▶ [Aim of the task]: Omit the images, then output each of the records below exactly.

==== Recorded data

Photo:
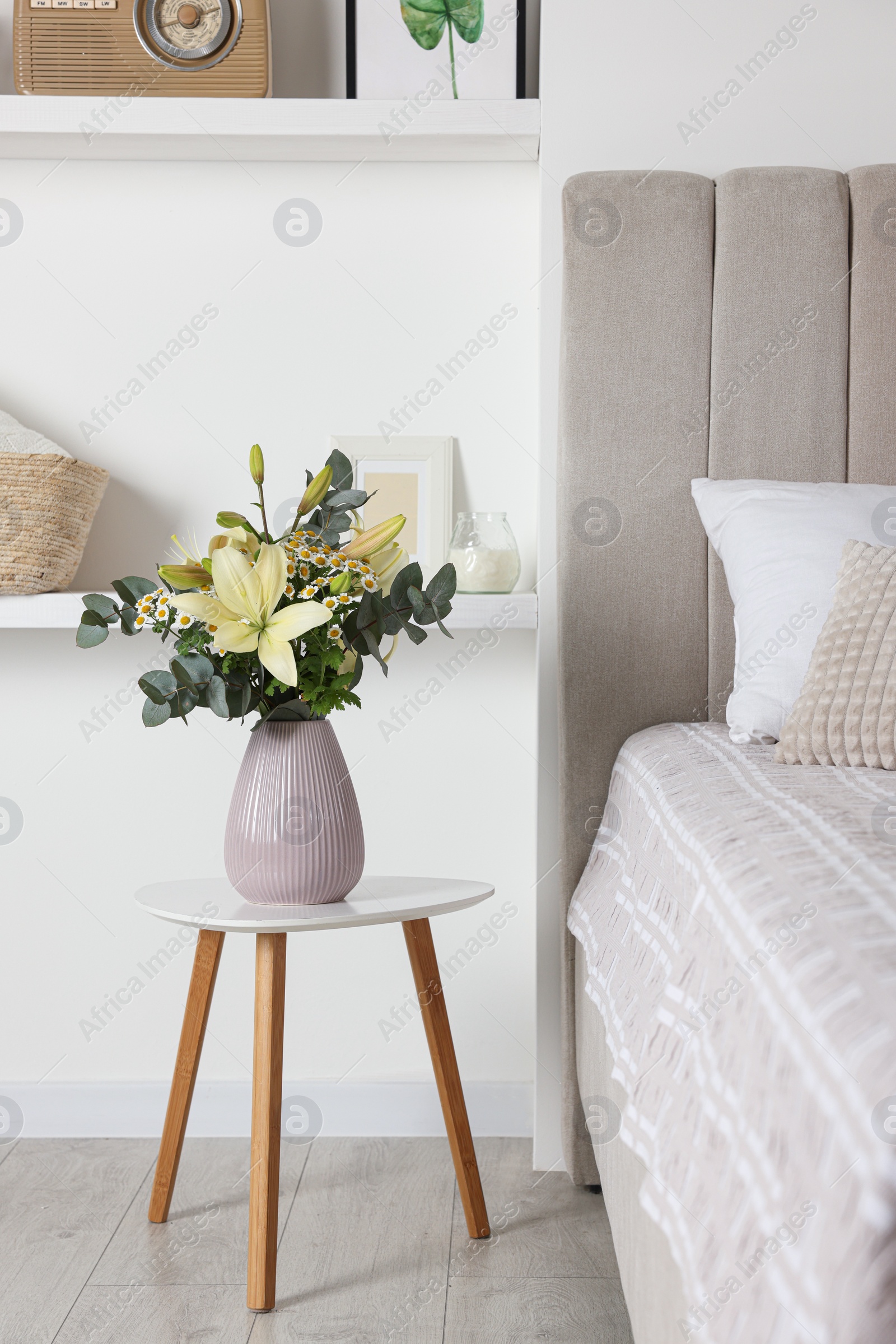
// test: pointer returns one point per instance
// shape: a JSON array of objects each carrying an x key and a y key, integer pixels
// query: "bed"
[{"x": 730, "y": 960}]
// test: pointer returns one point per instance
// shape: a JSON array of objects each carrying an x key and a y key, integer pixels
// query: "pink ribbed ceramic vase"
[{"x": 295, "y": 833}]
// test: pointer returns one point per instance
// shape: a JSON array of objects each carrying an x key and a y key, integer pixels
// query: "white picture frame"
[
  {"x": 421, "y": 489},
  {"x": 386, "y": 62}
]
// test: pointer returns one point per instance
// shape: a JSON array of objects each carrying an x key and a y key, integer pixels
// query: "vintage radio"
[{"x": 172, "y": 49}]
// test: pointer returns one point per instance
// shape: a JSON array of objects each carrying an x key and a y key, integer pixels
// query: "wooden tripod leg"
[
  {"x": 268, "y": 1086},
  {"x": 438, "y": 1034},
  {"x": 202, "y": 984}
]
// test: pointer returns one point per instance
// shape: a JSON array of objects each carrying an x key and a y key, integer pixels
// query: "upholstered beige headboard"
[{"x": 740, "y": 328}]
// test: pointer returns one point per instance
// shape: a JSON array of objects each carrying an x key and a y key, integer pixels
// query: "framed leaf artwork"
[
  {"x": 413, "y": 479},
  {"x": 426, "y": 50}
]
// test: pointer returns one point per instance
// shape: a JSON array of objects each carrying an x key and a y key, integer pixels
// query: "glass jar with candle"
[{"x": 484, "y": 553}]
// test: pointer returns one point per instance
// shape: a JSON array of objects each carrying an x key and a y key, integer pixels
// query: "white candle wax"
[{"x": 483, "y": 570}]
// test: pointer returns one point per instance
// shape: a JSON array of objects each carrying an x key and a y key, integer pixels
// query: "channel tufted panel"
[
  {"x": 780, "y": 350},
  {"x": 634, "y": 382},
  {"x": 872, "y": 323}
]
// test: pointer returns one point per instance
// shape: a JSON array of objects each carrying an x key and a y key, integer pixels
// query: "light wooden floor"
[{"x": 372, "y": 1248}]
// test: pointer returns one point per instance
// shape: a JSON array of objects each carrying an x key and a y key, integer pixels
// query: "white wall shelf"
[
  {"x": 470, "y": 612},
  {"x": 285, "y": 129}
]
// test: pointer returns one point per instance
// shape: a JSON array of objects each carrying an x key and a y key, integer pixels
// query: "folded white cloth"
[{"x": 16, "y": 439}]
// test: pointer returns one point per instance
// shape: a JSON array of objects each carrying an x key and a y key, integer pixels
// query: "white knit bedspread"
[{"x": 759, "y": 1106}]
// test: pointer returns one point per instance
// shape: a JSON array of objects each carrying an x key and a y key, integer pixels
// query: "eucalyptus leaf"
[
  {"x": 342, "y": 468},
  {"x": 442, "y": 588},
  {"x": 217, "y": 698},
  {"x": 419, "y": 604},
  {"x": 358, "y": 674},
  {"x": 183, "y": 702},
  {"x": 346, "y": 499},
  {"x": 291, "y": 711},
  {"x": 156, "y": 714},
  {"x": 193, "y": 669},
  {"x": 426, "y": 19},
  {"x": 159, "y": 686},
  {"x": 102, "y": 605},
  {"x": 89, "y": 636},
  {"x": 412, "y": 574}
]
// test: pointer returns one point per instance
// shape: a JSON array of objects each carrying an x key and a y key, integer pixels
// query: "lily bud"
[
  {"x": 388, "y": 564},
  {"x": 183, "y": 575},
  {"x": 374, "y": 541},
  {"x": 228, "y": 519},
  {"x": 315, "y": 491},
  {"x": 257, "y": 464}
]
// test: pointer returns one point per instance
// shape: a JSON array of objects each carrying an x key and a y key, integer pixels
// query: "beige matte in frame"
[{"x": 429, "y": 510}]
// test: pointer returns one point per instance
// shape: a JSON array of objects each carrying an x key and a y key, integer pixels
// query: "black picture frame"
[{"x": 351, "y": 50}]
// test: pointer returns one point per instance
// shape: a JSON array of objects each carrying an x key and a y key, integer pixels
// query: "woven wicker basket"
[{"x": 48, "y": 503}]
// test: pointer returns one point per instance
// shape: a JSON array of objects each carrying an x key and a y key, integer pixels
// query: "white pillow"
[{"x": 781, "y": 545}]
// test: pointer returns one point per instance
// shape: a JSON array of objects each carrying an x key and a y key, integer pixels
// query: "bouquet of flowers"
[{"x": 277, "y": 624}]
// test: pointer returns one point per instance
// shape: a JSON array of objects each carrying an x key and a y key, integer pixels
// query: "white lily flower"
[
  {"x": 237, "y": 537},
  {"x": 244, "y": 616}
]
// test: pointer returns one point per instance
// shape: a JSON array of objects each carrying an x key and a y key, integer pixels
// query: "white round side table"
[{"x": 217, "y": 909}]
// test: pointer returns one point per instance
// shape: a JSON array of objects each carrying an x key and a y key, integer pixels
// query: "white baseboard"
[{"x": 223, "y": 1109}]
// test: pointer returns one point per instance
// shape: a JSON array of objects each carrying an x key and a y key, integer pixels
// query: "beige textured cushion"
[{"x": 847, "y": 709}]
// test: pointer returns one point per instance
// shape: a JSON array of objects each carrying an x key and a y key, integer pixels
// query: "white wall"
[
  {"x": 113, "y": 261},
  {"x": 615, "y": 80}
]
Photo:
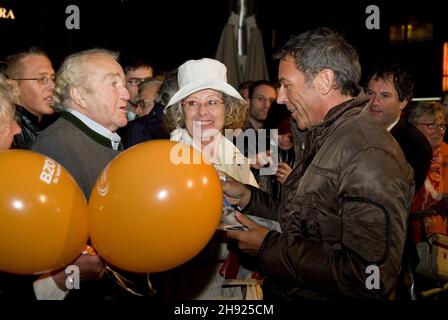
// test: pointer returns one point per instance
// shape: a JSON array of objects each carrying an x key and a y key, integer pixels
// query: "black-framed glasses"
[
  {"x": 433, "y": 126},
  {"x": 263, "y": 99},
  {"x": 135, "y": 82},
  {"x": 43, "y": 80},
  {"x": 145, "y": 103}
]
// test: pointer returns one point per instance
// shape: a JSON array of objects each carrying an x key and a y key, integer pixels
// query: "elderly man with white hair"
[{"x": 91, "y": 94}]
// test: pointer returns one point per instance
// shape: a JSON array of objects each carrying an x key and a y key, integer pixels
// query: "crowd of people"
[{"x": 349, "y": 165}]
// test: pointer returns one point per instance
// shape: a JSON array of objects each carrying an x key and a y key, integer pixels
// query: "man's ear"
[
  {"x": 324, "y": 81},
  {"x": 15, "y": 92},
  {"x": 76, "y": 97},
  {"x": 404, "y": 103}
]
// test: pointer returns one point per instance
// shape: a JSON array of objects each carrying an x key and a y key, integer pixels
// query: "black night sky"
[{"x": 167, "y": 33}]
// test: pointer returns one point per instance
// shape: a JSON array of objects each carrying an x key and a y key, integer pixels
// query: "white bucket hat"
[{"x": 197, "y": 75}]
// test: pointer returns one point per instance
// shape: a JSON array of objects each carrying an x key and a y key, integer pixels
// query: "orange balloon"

========

▶ [Your response]:
Photo:
// test: pointer returns one point per instance
// shape: a JSON array of objects each carrying an x key and a y key, integer pixels
// query: "bed"
[{"x": 730, "y": 960}]
// test: pointer returns one point per instance
// shape: a JSON array of objects each carrying an x key and a y key, integer pixels
// query: "pink ribbed ceramic vase"
[{"x": 295, "y": 833}]
// test: pointer returns one point per instance
// shape: a JSON array of objects each carrying an x key and a y key, integer pixels
// query: "white picture frame"
[
  {"x": 421, "y": 489},
  {"x": 386, "y": 62}
]
// test: pointer returns one point per instance
// shape: a JSON array of objects each carrying an x key and a y key, integer pixels
// query: "vintage radio"
[{"x": 172, "y": 49}]
// test: pointer returns one point per instance
// shape: a JSON array of objects each carrying an x key and a y key, integer pixels
// query: "wooden tripod leg"
[
  {"x": 268, "y": 1086},
  {"x": 438, "y": 1034},
  {"x": 202, "y": 984}
]
// test: pointer returns one point per instance
// shape: a JSON array of objects each carrying an x key and a y key, integer pixels
// query: "upholstered beige headboard"
[{"x": 740, "y": 328}]
// test: pointer returns one point per instance
// shape: a JSON array of objects each carrying an x key and a y key, integer pixels
// query: "framed leaf artwork"
[
  {"x": 413, "y": 479},
  {"x": 426, "y": 50}
]
// test: pointer returns one point per instance
// shape: a JSON array of objects each carrying an x key and a y key, integer pixels
// query: "glass jar with candle"
[{"x": 484, "y": 553}]
// test: pointer returns one point per instance
// shape: a JSON array of objects each carrying an x key and a y key, integer pixels
// query: "white candle wax"
[{"x": 483, "y": 570}]
// test: pointer returns one point per instance
// shape: a JSON array of objects each carrying an x key and a y key, integer pixels
// query: "channel tufted panel"
[
  {"x": 780, "y": 350},
  {"x": 634, "y": 382},
  {"x": 872, "y": 323}
]
// test: pointer returns one point per instance
// shape: a JSON array of objects each carrying an x key and a y key, integer pixels
// query: "light wooden floor"
[{"x": 372, "y": 1248}]
// test: pointer returns one point per instance
// shape: a JSON array of objects each carrying an x key and a y key, integer pixels
// query: "white wall shelf"
[
  {"x": 470, "y": 612},
  {"x": 285, "y": 129}
]
// test: pointer returns one point per instance
// shape: a JSON array of objects each carrying an x key and a y key, integer pixels
// query: "folded white cloth"
[{"x": 16, "y": 439}]
// test: pointer returns one point per instance
// shape: a JSON array of objects each carrying an x key and a y key, integer pixels
// query: "white knit bedspread"
[{"x": 759, "y": 1106}]
// test: pointer returns one point per instance
// shape: a JSON array of objects each carrying an x key and a y key, integer pixels
// query: "eucalyptus leaf"
[
  {"x": 342, "y": 468},
  {"x": 442, "y": 588},
  {"x": 217, "y": 698},
  {"x": 419, "y": 604},
  {"x": 358, "y": 674},
  {"x": 183, "y": 702},
  {"x": 346, "y": 499},
  {"x": 291, "y": 711},
  {"x": 156, "y": 714},
  {"x": 193, "y": 669},
  {"x": 426, "y": 19},
  {"x": 159, "y": 686},
  {"x": 102, "y": 605},
  {"x": 89, "y": 636},
  {"x": 412, "y": 574}
]
// test: pointer returns one point per instance
// shape: a JSON array of objects each carrying an x key and a y key, integer pixels
// query: "lily bud"
[
  {"x": 388, "y": 564},
  {"x": 183, "y": 575},
  {"x": 374, "y": 541},
  {"x": 228, "y": 519},
  {"x": 315, "y": 491},
  {"x": 257, "y": 464}
]
// test: pointer returns one point per instance
// shape: a JSON array of objects each carrying an x key and a y key, integer pixels
// query: "beige matte in frame"
[{"x": 429, "y": 510}]
// test: pointer returns one point per instance
// shape: a JSON array of objects each carrying an x key and a y key, integer pixels
// query: "black picture frame"
[{"x": 351, "y": 50}]
// test: pointer returns one point per instance
// shape: a JSON array of objects each carrying an x key and a y key, integer pixels
// query: "woven wicker basket"
[{"x": 48, "y": 503}]
// test: pointer returns one point per instance
// shape: a JSON array of objects each carrying an x key and a y key, integer pixels
// query: "white pillow"
[{"x": 781, "y": 545}]
// test: pointer returns one point per instance
// shape: a JSON array of objects each carrying an x key and a y key, integer pixels
// query: "bouquet of flowers"
[{"x": 277, "y": 624}]
// test: pointer returns one point per instance
// shape: a JSON array of objects each carrying an x key and a y key, integer pixels
// query: "white lily flower"
[
  {"x": 237, "y": 537},
  {"x": 244, "y": 616}
]
// test: pointer returns one point per instance
// shape: a JSON array of objects each carrying an x key and a y key, integer pixels
// query: "white round side table"
[{"x": 217, "y": 909}]
// test: pointer returns one point per instance
// shape: a JSON array of objects each carrying an x key and a y key, integer pixels
// query: "white baseboard"
[{"x": 223, "y": 1109}]
// test: pointer returns one point per instance
// shape: a JSON array of objects each carrying an x key and a y key, integer pixels
// query: "beige textured cushion"
[{"x": 847, "y": 709}]
// test: pointer returns one point per instance
// shape: a JSON array of objects each carrying an x key and a y key, integer pixels
// query: "white wall"
[
  {"x": 113, "y": 261},
  {"x": 615, "y": 80}
]
Photo:
// test: pointer returns one point per instance
// shape: a JSON array of objects each carrying an x key and a y key, integer pixels
// query: "black-framed glasses"
[
  {"x": 433, "y": 126},
  {"x": 263, "y": 99},
  {"x": 135, "y": 82},
  {"x": 43, "y": 80},
  {"x": 145, "y": 103}
]
// test: pointer returns one point per instance
// shape: a JSON array of objects each carrying an x key and a y key, integer pixels
// query: "elderly man with white hair"
[{"x": 91, "y": 94}]
// test: pointer returns one point per instance
// shape: a JSON array of objects each carrying an x key and a y key, integer pixels
// query: "crowd of people"
[{"x": 349, "y": 165}]
// test: pointer returns one point per instance
// shape: a JSON array of objects each carrying an x key and a y key, integer pixels
// query: "man's ear"
[
  {"x": 324, "y": 81},
  {"x": 15, "y": 92},
  {"x": 76, "y": 97},
  {"x": 404, "y": 103}
]
// test: pointer returns one point per instance
// shape: a JSON array of objects each carrying an x key and a y key, integer pixels
// query: "black night sky"
[{"x": 167, "y": 33}]
// test: pointer returns one point per instance
// shape: a JSON array of objects each carrying an x key and a y key, integer pixels
// query: "white bucket hat"
[{"x": 197, "y": 75}]
// test: pointer returns one point per instance
// shape: a JSON array of objects each carrying an x key and a y key, integer pixels
// query: "orange balloon"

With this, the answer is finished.